Source text:
"""
Erdal Rakip (; born 13 February 1996) is a professional footballer who plays for Turkish club Antalyaspor as a midfielder. Born in Sweden, he represents the North Macedonia national team.

Club career

Malmö FF 
Rakip made his Allsvenskan debut for Malmö FF in an away fixture against IF Brommapojkarna at Grimsta IP on 1 June 2013. On 17 June 2013, Rakip signed a two and a half year youth contract with Malmö FF until the end of the 2015 season. On 15 July 2014 Rakip signed a first team contract with Malmö FF for three and a half additional years at the club. The 2014 season saw more playing time for Rakip as he made 15 appearances for the club. He also participated in play during the group stage of the 2014–15 and 2015–16 UEFA Champions League.

Benfica 
After his contract with Malmö expired at the end of the 2017 Swedish season, Rakip signed for Portuguese champions Benfica.

Loan to Crystal Palace 
Before playing any games for them, he was loaned out for the rest of the 2017–18 season to English club Crystal Palace. Rakip ultimately did not end up playing in any games, but was an unused substitute for Crystal Palace in Premier League fixtures against Everton, Tottenham and Manchester United.
"""
Information given:
"""
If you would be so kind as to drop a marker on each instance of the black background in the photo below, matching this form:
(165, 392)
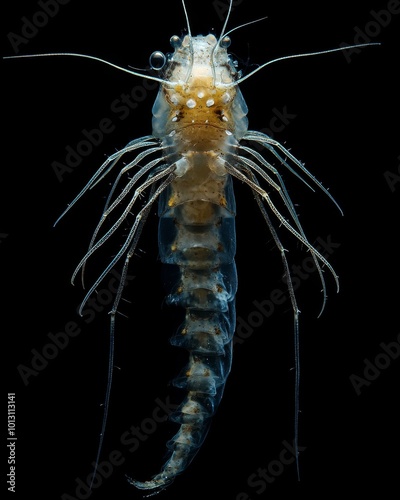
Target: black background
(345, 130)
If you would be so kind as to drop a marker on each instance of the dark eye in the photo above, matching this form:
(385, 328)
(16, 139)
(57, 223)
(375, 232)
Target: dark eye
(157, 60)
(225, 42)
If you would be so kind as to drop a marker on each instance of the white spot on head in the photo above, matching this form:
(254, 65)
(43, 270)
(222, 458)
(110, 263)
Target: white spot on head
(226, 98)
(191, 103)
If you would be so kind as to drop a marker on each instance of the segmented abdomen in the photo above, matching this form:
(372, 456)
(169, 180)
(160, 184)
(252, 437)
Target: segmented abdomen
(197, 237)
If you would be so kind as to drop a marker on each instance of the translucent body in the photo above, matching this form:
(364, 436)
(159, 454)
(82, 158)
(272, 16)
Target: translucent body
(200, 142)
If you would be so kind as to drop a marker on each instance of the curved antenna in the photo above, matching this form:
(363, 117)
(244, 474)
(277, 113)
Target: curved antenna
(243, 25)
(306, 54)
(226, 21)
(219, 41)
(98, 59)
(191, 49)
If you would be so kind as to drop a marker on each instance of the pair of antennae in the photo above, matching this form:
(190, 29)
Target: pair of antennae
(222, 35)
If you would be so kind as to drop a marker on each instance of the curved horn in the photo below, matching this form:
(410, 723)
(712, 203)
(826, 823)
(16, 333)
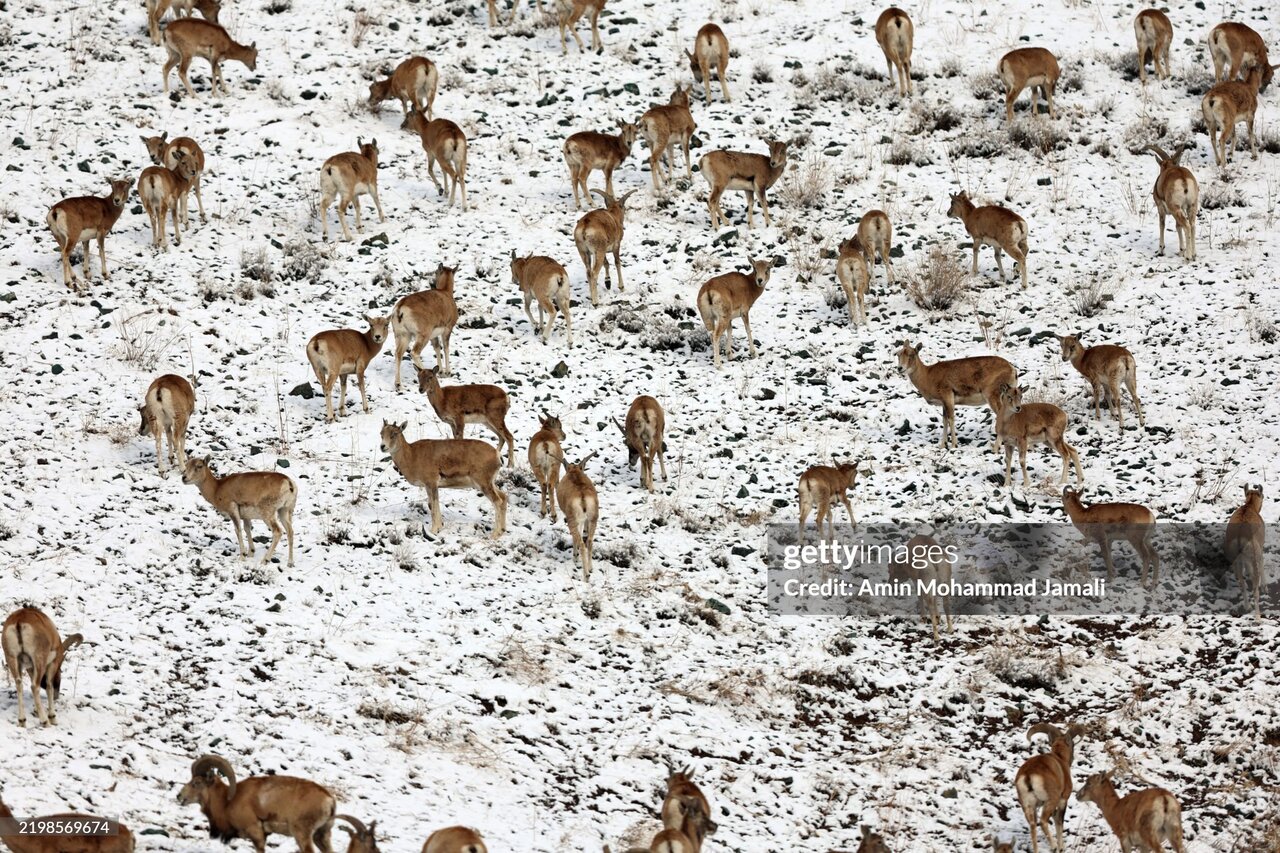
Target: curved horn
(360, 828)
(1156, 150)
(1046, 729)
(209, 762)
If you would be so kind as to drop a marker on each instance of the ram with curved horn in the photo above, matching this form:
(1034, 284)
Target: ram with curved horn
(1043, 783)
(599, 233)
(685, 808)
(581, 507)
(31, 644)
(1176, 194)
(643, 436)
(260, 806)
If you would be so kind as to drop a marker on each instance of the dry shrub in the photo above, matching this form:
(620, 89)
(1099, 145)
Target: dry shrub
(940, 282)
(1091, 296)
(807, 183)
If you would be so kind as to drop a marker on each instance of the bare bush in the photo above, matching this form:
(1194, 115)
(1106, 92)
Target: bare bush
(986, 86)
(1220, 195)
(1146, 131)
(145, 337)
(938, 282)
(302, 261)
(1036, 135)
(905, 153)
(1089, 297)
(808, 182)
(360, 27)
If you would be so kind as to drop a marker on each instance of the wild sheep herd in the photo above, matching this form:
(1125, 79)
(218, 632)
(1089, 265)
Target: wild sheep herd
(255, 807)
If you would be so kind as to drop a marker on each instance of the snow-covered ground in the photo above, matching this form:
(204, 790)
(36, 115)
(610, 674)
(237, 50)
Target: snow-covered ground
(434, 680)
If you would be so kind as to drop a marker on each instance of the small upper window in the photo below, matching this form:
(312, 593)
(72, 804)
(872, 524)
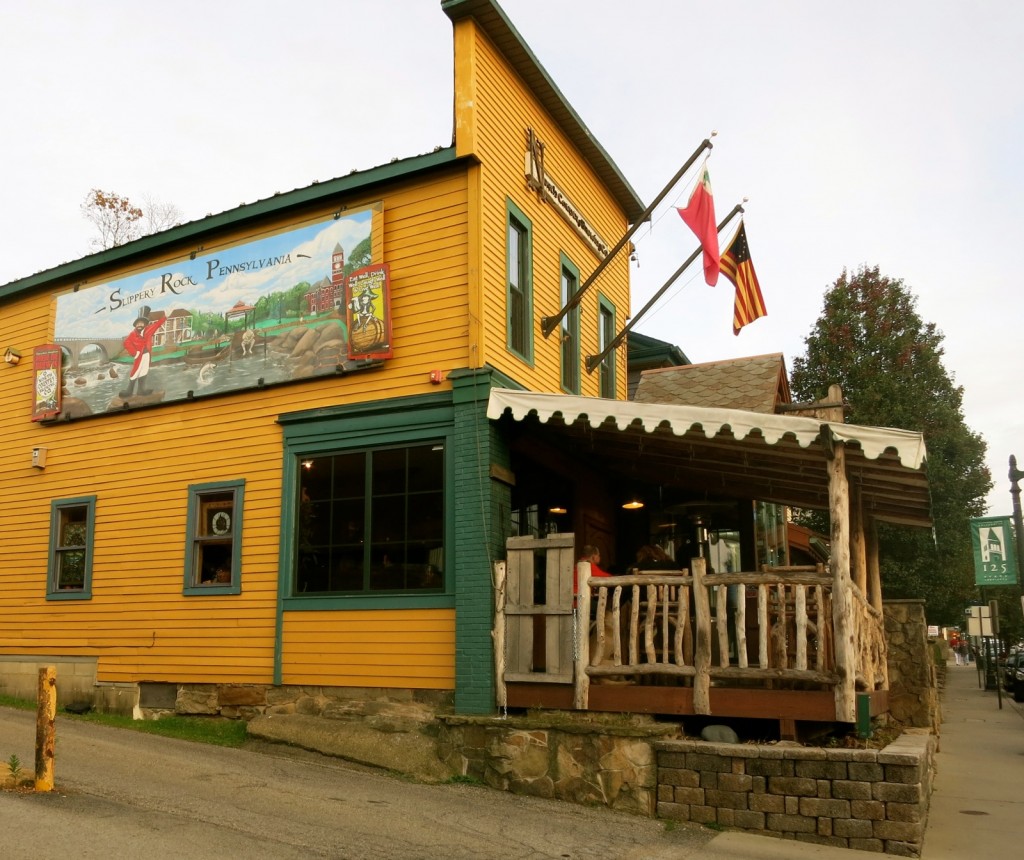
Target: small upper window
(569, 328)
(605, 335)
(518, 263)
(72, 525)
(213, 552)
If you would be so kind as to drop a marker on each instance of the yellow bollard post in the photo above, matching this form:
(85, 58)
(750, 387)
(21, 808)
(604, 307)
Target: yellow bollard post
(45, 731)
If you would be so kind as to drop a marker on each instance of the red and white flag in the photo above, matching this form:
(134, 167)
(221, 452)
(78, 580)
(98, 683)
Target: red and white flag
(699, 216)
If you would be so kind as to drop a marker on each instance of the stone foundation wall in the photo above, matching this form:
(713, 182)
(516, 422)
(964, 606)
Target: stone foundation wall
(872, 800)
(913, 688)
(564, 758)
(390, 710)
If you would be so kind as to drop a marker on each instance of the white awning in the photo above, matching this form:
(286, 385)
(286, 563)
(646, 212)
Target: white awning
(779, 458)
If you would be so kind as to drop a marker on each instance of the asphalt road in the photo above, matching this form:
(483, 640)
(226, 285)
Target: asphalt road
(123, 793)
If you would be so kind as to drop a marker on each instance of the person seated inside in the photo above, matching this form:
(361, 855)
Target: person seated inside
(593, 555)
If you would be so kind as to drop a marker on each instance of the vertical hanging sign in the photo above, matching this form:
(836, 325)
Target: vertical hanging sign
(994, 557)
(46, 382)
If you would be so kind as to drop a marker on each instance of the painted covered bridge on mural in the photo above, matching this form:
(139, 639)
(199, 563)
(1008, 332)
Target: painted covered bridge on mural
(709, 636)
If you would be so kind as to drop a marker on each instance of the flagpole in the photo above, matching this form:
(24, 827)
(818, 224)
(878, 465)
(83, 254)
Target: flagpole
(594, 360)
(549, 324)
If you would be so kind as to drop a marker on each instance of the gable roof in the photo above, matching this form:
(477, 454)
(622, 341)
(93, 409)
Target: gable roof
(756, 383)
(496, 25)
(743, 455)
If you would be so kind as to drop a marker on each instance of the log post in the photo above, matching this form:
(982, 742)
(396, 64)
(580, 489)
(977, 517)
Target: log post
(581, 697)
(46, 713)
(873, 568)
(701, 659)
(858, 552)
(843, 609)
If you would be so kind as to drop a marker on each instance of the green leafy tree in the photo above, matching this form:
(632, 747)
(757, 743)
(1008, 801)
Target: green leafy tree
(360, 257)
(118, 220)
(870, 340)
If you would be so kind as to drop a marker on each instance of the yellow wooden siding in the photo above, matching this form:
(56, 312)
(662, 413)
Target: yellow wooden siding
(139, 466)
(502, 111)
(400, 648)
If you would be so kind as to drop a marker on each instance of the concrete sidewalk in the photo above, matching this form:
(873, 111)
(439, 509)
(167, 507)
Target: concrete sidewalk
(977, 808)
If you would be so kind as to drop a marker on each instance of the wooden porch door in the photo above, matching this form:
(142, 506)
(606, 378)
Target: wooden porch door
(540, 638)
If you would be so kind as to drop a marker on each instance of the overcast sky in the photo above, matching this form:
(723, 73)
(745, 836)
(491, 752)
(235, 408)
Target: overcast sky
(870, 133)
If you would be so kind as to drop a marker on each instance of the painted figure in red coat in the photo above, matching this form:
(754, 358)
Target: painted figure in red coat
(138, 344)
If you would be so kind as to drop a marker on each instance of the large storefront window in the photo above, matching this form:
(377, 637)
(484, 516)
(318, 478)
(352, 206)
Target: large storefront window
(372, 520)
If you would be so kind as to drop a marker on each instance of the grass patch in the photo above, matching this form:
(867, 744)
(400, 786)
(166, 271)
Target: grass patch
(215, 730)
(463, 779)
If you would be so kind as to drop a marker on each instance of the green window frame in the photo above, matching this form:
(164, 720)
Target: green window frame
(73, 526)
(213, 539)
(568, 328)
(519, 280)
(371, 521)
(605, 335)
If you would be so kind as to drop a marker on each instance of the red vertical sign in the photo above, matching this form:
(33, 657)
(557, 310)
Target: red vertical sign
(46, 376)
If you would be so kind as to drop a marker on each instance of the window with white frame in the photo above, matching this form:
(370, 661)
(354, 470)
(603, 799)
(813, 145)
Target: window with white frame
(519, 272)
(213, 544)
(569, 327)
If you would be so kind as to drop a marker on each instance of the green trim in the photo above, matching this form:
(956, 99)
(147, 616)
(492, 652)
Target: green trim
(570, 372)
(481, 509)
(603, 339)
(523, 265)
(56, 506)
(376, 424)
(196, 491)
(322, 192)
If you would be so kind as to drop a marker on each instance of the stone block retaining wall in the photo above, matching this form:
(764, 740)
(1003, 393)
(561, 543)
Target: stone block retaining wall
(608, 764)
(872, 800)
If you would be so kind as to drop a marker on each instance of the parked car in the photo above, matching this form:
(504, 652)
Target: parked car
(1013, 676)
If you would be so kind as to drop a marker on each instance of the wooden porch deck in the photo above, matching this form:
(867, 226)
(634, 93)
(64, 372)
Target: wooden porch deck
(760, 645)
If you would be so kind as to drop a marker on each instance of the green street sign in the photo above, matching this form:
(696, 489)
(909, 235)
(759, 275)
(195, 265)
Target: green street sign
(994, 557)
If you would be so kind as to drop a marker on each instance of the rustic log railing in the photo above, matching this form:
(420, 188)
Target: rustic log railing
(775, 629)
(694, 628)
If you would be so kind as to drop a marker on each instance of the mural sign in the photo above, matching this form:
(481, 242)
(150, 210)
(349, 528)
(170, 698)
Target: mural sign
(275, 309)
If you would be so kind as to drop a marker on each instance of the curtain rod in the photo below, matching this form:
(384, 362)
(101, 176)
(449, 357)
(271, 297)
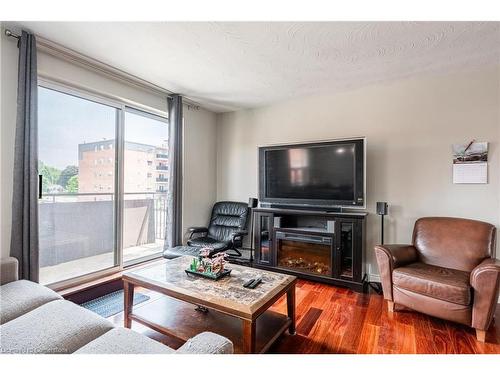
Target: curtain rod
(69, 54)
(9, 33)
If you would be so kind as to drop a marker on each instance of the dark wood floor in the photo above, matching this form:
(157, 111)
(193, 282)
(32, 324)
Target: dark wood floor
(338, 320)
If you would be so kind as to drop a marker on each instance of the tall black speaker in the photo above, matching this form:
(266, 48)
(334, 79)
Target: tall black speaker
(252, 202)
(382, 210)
"""
Exercise objective:
Transcribe the passage on Erdal Rakip, starting at the words "Loan to Crystal" and ending after "and Manchester United.". Work only from the passage on Erdal Rakip, not the listing.

Output of the exercise:
Loan to Crystal Palace 
Before playing any games for them, he was loaned out for the rest of the 2017–18 season to English club Crystal Palace. Rakip ultimately did not end up playing in any games, but was an unused substitute for Crystal Palace in Premier League fixtures against Everton, Tottenham and Manchester United.